Recorded data
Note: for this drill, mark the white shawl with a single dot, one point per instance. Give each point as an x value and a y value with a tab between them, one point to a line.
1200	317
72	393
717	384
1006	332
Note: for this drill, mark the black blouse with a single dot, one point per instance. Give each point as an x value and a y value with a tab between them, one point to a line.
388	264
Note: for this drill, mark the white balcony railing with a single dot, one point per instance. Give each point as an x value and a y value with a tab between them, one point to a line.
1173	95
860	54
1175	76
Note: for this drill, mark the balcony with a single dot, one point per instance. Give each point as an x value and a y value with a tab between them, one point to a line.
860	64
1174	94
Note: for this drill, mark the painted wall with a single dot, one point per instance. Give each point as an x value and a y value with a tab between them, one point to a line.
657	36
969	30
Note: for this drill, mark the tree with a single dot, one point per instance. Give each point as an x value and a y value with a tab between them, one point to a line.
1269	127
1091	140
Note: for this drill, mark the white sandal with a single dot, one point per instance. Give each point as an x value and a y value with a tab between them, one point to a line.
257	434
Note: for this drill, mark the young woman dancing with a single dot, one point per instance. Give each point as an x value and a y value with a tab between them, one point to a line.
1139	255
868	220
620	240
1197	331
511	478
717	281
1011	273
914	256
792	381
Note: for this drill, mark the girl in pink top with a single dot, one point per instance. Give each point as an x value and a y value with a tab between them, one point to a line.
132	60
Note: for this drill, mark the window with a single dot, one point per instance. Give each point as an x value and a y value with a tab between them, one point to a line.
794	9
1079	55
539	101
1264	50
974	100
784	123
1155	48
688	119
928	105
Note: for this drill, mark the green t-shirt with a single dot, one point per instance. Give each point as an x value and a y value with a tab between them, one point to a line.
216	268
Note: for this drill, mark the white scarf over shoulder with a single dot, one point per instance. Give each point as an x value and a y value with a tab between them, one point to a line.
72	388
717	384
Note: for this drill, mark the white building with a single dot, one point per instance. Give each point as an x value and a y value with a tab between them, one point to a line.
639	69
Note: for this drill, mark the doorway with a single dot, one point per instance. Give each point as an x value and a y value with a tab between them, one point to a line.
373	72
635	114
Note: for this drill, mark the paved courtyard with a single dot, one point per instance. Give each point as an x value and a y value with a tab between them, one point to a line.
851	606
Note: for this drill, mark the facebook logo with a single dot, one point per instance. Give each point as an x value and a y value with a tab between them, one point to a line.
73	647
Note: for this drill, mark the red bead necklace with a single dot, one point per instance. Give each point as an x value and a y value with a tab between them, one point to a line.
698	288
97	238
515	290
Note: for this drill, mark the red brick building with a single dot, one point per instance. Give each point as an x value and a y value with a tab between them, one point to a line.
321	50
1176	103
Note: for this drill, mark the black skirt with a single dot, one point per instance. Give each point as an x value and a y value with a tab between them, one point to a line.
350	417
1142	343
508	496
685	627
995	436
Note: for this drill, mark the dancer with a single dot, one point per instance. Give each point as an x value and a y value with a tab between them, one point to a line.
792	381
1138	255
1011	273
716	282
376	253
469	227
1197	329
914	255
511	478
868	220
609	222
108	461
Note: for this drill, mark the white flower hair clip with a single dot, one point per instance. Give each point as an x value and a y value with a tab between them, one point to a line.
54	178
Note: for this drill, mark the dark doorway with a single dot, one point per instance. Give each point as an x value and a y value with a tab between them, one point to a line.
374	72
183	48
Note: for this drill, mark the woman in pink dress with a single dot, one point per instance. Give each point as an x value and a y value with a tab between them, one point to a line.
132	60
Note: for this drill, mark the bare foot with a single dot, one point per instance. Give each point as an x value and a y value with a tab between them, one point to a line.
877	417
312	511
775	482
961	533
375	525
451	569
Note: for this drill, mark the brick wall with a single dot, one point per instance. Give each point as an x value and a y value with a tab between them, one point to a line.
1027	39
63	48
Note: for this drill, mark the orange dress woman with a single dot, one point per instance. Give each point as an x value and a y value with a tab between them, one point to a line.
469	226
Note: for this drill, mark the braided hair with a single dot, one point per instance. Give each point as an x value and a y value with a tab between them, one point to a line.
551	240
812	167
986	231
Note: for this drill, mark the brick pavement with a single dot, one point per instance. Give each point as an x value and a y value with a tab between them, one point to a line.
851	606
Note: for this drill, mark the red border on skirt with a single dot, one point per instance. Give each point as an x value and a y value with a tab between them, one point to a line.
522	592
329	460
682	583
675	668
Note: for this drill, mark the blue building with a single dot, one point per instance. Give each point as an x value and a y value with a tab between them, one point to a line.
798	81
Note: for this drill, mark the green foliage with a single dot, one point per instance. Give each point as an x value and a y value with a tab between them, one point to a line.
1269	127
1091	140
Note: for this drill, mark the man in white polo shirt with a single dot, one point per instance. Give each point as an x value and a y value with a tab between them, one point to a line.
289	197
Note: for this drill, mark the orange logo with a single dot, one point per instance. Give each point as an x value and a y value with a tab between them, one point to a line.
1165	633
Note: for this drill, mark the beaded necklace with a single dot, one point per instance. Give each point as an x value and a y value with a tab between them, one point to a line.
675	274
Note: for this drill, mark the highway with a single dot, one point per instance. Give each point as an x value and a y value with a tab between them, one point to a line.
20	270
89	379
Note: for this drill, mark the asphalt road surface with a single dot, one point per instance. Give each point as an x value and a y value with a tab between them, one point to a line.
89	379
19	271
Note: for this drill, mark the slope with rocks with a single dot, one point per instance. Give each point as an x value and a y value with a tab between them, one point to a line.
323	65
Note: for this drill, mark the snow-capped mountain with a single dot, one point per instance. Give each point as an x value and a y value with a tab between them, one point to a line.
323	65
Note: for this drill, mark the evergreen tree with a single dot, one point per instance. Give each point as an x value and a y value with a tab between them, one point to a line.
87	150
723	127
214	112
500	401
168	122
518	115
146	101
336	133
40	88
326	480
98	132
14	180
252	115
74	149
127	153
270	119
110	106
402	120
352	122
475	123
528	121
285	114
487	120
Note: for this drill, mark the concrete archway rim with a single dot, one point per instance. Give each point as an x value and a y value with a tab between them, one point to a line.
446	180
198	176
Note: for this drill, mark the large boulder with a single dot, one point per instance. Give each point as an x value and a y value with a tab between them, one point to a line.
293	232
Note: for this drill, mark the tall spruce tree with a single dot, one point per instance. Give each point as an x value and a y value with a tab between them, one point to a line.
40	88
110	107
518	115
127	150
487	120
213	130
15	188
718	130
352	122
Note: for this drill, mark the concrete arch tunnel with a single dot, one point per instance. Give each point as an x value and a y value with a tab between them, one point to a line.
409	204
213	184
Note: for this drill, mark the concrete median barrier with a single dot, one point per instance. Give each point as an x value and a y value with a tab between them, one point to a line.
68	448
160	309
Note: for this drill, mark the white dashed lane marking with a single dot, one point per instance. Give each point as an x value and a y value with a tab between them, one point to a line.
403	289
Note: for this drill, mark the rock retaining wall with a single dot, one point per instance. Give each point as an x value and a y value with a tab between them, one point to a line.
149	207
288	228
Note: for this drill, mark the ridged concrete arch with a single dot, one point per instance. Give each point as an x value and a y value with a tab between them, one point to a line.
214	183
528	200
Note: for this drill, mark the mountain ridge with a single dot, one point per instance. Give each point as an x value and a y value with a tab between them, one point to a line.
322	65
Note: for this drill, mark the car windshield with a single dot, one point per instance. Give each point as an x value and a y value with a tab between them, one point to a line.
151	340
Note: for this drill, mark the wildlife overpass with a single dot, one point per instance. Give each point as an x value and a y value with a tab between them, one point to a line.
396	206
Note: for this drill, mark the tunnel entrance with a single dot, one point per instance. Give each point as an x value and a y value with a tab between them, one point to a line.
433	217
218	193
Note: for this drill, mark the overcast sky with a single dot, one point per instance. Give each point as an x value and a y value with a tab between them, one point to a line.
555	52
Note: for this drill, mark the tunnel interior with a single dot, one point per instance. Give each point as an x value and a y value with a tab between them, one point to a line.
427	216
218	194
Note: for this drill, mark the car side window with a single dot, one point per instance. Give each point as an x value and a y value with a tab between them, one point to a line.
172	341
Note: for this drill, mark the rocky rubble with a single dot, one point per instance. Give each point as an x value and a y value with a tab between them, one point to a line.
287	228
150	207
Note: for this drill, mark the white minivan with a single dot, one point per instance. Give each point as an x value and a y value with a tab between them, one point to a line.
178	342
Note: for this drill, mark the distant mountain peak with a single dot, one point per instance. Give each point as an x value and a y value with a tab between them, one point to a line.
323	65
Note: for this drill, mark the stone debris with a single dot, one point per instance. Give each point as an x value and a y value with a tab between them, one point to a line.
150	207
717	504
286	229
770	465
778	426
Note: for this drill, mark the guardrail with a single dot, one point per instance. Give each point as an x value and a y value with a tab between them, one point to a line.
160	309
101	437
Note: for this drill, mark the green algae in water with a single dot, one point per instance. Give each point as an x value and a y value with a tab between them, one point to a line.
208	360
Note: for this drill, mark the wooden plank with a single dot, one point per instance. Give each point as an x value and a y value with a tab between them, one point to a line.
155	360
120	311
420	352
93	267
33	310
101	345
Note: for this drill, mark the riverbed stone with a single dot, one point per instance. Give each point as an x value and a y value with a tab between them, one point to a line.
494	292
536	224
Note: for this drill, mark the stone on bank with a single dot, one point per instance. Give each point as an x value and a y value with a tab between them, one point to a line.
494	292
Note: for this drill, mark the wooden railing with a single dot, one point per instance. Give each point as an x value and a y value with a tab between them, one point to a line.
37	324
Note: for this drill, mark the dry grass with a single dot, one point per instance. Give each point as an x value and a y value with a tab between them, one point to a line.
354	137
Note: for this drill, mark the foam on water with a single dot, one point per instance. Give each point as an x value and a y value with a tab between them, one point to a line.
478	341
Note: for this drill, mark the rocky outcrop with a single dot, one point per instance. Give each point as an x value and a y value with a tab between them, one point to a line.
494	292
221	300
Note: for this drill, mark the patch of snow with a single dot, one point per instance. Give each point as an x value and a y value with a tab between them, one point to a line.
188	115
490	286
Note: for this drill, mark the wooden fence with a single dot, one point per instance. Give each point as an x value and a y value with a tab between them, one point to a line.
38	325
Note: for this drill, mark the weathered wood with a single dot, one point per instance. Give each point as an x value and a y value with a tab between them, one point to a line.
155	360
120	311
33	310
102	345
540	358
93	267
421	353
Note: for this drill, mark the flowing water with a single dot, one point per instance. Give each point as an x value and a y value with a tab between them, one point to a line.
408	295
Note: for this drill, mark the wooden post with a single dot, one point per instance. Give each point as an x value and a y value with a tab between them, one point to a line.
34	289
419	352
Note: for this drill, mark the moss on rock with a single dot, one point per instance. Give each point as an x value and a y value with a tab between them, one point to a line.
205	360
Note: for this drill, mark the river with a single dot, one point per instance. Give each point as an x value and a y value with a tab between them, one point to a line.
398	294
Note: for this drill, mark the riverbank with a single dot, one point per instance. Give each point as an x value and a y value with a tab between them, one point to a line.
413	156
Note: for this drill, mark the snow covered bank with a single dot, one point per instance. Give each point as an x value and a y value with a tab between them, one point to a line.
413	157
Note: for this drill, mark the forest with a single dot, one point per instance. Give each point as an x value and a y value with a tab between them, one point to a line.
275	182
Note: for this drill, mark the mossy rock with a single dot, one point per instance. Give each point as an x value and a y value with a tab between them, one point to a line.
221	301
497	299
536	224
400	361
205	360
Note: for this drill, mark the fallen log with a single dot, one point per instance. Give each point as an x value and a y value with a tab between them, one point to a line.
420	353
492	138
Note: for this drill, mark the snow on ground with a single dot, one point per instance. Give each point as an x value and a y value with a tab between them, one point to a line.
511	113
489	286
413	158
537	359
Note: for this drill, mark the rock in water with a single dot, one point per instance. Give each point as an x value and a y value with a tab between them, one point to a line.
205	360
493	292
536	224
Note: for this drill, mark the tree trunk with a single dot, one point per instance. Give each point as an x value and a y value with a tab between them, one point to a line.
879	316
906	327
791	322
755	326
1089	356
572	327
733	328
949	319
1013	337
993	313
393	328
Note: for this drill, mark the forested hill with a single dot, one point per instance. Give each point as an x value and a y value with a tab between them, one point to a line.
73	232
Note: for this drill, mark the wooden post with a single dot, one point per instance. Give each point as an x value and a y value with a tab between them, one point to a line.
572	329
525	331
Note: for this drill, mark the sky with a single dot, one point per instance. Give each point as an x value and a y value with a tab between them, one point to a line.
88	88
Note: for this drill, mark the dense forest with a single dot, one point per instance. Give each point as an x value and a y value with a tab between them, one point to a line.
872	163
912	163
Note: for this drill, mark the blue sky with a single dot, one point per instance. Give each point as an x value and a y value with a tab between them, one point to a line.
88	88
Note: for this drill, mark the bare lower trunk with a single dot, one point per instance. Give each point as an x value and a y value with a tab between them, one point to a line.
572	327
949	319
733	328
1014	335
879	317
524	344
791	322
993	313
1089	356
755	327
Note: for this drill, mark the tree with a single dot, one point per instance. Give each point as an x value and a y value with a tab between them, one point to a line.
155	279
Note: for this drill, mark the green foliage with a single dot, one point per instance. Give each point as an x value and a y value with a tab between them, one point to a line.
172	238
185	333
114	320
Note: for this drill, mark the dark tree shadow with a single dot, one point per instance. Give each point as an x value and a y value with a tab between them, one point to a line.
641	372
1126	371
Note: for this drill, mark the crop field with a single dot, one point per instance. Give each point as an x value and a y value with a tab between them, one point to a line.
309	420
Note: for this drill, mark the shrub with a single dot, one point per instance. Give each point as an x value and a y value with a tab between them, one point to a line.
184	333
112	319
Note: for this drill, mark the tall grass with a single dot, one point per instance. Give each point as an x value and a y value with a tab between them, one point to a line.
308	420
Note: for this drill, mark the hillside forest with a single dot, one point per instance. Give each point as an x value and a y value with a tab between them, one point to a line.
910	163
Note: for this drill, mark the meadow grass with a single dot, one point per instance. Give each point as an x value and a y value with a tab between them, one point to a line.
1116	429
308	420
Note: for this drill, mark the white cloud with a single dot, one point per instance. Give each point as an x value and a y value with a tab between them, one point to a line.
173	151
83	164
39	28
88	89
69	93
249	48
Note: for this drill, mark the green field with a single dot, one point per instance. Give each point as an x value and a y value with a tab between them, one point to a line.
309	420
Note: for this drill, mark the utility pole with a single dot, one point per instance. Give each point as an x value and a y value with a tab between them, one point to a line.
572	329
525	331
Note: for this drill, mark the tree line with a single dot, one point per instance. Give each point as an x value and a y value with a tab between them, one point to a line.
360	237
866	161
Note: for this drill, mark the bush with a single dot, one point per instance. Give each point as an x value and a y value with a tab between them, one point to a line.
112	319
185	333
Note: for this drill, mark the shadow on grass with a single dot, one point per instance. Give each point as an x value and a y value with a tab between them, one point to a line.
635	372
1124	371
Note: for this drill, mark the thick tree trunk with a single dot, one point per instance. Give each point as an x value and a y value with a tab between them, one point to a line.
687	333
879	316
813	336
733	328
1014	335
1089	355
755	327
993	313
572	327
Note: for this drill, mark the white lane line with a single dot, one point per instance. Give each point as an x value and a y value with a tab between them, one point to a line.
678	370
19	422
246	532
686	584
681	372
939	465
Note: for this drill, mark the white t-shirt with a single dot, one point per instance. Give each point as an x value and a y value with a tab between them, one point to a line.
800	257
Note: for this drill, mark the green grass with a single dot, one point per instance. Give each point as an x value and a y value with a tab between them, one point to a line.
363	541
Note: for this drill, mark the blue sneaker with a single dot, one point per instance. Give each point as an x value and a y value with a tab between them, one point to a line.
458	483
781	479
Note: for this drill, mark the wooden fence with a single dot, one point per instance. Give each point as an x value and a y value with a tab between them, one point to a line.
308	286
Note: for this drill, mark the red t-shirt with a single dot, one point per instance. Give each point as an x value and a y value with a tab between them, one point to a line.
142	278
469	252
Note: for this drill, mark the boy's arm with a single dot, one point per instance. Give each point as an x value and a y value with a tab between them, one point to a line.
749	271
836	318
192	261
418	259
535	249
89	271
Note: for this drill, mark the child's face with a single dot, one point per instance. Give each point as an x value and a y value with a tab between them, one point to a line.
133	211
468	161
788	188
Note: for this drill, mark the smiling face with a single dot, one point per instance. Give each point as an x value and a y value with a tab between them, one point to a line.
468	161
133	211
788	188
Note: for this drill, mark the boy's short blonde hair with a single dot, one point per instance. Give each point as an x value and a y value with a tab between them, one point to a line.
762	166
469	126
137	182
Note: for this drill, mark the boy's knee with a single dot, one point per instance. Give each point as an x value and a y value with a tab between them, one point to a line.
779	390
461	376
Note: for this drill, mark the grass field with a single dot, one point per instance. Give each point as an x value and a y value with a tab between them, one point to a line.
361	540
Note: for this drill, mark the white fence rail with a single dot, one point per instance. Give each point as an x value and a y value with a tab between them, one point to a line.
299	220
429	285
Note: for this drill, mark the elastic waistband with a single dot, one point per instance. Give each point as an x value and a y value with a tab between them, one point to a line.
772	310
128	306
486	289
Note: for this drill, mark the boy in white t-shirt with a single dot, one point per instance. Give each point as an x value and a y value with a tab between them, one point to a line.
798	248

◆ Objective
Output exactly the lines above, from the one holding "Note: for this drill, mark the boy's knee" through the end of the data, including the first and last.

◆ Output of the exercise
Note: for this drill, mark the boy's knee with a single dot, one point per instance. Give each point as an x value and a y value with a tab between them, one point to a line.
779	390
461	376
Note: for this drill, mark the grass field with a single dot, one point per instance. Give each point as an x value and a y value with a tab between them, one point to a line.
361	540
Note: for this drill, mark the white fence rail with a single dot, one point per instance. Give each point as an x value and a y value with a tab between them, one point to a line.
299	220
429	285
Note: for this drill, mark the elastic waistband with a single dot, one point per instance. Give each point as an x value and a y value with a tab between them, one point to a line.
772	310
128	306
486	289
Note: for this drill, mark the boy in white t-shirt with a single dot, one point per instance. Give each point as an x value and a y value with a tab between them, one point to a line.
798	248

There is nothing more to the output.